_Text excerpt_:
####

Indeed, Israel's commemorative year -- according to the Hebrew calendar -- began with the Jewish New Year last September and concludes next September. Though the year is now well on its way, the biggest events are yet to come.

Opera lovers seeking the unique should be tempted by Jerusalem's "Nabucco," both for its historic setting and its noted voices. Four alternating casts include such luminaries as Grace Bumbry and Ghena Dimitrova in the leading role of Abigaille, the daughter of Nabucco; Cleopatra Ciurca as Fenena, another daughter; Renato Bruson and Ingvar Wixell as Nabucco; and Paul Plishka as Zaccaria, high priest of the Jews. Michel Plasson, who heads the orchestra of Toulouse, France, will conduct the Royal Philharmonic Orchestra of London.

Should the 12 performances from May 15 to 29 sell well, there is a possibility that four additional performances will be scheduled through June 2. Ticket prices for all but the opening performance are $260, $460, $560 and $780 for VIP seating. On opening night, the prices are $400, $600, $700 and $1,000. Gail Sloan, a spokeswoman for the production, says they can be purchased by American tourists only in the United States, either individually or as part of a tour package.

Among the other big events -- both annual and special -- of Israel's 40th anniversary:

Israel Festival, May 14 to June 11: "Nabucco" steals the spotlight in this month-long festival of the arts in Jerusalem, but the 1988 program features several other important productions. More than 70 events and 200 performances are scheduled during the month.

As a sample, the Israeli Philharmonic Orchestra will present two special concerts, one conducted by Leonard Bernstein (June 2) and another by Polish composer Kristof Penderecki, who will offer some of his own works (May 15). Famed choreographer Maurice Bejart will present his company in a world premiere of a ballet based on the play "The Dybbuk" (May 25 and 26). The Lar Lubovitch Dance Company of New York will offer its own premiere, a ballet dedicated to Israel (May 18 and 19). And violinist Pinchas Zukerman joins in a dramatic musical play, "Through Roses," which deals with the Holocaust (May 25 to 30).

####

_Records shown_:

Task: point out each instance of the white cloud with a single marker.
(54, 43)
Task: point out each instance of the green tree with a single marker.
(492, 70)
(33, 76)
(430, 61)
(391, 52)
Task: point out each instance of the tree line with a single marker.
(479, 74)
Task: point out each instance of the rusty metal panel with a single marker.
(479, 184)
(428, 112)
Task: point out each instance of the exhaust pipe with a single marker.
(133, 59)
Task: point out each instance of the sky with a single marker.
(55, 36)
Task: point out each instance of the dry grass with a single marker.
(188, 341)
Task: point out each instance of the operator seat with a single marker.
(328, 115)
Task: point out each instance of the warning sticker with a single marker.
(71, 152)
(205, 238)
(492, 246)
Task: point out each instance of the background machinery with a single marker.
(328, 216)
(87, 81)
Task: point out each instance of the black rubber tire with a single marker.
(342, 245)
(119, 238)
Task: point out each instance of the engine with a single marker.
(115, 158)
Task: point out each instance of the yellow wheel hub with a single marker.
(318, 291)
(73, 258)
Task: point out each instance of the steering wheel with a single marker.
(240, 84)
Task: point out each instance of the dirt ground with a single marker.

####

In the text on Israel's 40th anniversary events, who will conduct the Royal Philharmonic Orchestra of London in "Nabucco"?

_Reply to the exercise_:
Michel Plasson, head of the orchestra of Toulouse, France.